Passage provided:
At the end of 1998 Bufete was executing projects in the Bahamas, Chile, Columbia, El Salvador, Peru, Trinidad, Tobago, and the United States, as well as Mexico. About 38 percent of its 1998 revenues and 14 percent of its backlog at the end of the year were related to projects outside Mexico. Bufete's backlog of work in early 1999, according to the company, included mineral-metallurgical, chemical, petrochemical, and pharmaceutical projects, electrical cogeneration plants, a variety of manufacturing plants, and the construction of a new building for General Motors Mexico.

Although Bufete raised its revenues to 5.56 billion pesos (US$561.1 million) in 1998, it suffered a loss of 495.8 million pesos (US$50.1 million). The short-term bank debt swelled to 1.43 billion pesos (US$144 million). Bufete was able to meet payments on its debts in 1998 only because it received 846 million pesos (US$90.5 million) from the federal electricity commission for work on two earlier projects and five loans from a government bank. By 1999 Bufete was scrambling to find enough money to pay more than US$100 million due in debt over the next six months. The company defaulted on a US$100 million Eurobond in July. Its total debt was about US$280 million.

In February 2000, Citibank of Mexico, the Bank of New York, and Banco Serfin, the principal representatives of Bufete's creditors, decided to assume control of the enterprise, proposing to exchange about half its debt--US$92 million--in return for 90 percent of its capital. Mendoza, who had held 41 percent of the company, retained the remaining ten percent but retired from active management. Enron Corporation signed a preliminary agreement to provide a management team for Bufete and financing for ongoing projects. The largest of these was a US$170 million oil drilling platform for Pemex and a US$76 million gasoline plant at a Colombian oil refinery.

Principal Subsidiaries: Bufete Industrial Inc. (U.S.A.); Bufete Industrial Construcciones, S.A. de C.V.; Bufete Industrial Disenos y Proyectos, S.A. de C.V.; Bufete Industrial Infrastructura, S.A. de C.V.; Bufete Industrial Ingenieria, S.A. de C.V.; Bufete Industrial Ingenieria Ambiental, S.A. de C.V.; Constructora Urbec, S.A. de C.V.; Empresa de Obras y Montajes Ovalle Moore y Cia. Ltda. (Chile); Tecnologia y Servicios de Agua, S.A. de C.V. (51%); Urbec Construction Inc. (U.S.A.).

Provided material:
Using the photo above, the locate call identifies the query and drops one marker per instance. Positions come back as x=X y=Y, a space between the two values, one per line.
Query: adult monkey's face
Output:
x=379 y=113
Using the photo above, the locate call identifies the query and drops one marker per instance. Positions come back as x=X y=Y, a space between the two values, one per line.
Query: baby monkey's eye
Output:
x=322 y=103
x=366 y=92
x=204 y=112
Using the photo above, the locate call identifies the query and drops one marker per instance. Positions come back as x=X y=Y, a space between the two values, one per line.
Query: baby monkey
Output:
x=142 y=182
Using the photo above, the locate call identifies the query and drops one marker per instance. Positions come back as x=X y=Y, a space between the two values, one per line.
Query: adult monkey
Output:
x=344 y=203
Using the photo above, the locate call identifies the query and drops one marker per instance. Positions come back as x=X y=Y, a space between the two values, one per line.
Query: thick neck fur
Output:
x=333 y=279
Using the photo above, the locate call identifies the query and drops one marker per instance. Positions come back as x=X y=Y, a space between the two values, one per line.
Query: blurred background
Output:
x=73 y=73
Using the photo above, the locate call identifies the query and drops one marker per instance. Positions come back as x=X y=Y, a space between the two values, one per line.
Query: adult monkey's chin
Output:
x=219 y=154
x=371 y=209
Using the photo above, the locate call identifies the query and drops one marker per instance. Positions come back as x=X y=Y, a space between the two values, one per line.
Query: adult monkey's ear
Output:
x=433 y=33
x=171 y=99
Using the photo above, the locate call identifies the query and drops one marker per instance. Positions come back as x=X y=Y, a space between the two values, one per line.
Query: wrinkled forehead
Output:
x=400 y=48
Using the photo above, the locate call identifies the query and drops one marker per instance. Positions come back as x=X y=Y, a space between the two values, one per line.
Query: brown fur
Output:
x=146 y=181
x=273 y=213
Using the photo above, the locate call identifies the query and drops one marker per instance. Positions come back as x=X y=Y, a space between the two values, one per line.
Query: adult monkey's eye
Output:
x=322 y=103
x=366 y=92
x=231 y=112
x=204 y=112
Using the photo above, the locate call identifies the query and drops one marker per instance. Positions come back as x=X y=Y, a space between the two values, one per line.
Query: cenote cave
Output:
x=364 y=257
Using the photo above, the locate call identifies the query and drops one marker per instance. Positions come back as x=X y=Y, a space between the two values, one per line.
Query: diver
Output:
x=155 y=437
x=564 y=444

Exercise: Please continue the passage on Bufete Industrial above the rows, starting right after its last sentence.

Task result:
Principal Competitors: Empresas ICA Sociedad Controladroa, S.A. de C.V.; Grupo Tribasa, S.A. de C.V.

Further Reading:

  • 'Bufete Industrial: Los fabricantes de fabricas,' Expansion, November 23, 1977, pp. 52-53, 55-56, 59.
  • 'Enron Reportedly to Manage Bufete Industrial,' Los Angeles Times, March 3, 2000, Bus. Sec., p. 2.
  • Gatsiopoulos, Georgina, 'Acreedores de Bufete se unen para tomar a la compania,' El financiero, February 2, 2000, p. 23.
  • ------, 'Bufete Industrial, tras un nuevo milagro,' El financiero, January 14, 1999, p. 22.
  • Mandel-Campbell, Andrea, 'Bufete in Talks to Sell Crucial Stake to Iconsa,' Financial Times, December 9, 1999, p. 20.
  • Martinez Staines, Javier, 'Bufete Industrial: negocios llave en mano,' Expansion, July 21, 1993, pp. 39-41, 43-44.
  • Mejia Prieto, Jorge, Mexicanos que escalaron el exito, Mexico City: Editorial Diana, 1988, pp. 67-73.
  • Palmeri, Christopher, 'Cool in the Face of Adversity,' Forbes, July 29, 1996, p. 69.
  • Parkinson, Gerald, 'What If He'd Gone to MIT?,' Chemical Engineering, December 1993, pp. 67-68, 70.
  • 'Pocos materiales para la reconstruccion de la industria,' Expansion, June 26, 1985, p. 43.
  • Tangeman, Michael, 'Mexican Multinationals,' Infrastructure Finance, November 1996, pp. 41-44.
  • Torres, Craig, 'Mexican Construction Firm Bufete Industrial Is Seen by Some Analysts As Poised for Rebound,' Wall Street Journal, June 19, 1995, p. C2.
  • Tricks, Henry, 'Bufete Is Forced to Take Hard Knocks,' Financial Times, March 26, 1998, p. 41.
  • 'Una actividad que ya tiene cimientos,' Expansion, August 18, 1982, pp. 47-49.